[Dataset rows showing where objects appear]
'''
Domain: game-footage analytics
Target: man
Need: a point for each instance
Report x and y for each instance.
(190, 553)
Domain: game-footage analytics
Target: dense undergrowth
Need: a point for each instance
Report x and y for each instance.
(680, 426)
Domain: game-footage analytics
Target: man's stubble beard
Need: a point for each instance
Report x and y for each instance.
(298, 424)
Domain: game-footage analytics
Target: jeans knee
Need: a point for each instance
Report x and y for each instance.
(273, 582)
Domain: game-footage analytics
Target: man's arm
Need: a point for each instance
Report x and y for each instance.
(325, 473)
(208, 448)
'''
Repeat every line of all the entries above, requests included, but shift each x and y point coordinate in the answers by -116.

_Correct response_
Domain: game-footage analytics
Target: man
Need: a point for each instance
Report x and y for each instance.
(74, 437)
Domain: game-footage analytics
Target: dense undergrowth
Need: a point for each instance
Report x and y for each instance.
(564, 310)
Domain: game-footage analytics
Target: man's stubble beard
Need: a point for each instance
Report x and y for each instance.
(182, 308)
Domain: game-footage analytics
Target: jeans knee
Need: a point for each instance
Report x and y for each instance.
(157, 466)
Domain: game-footage analytics
Target: man's arm
Need: a point for each instance
Report x and y for each instance.
(209, 357)
(92, 332)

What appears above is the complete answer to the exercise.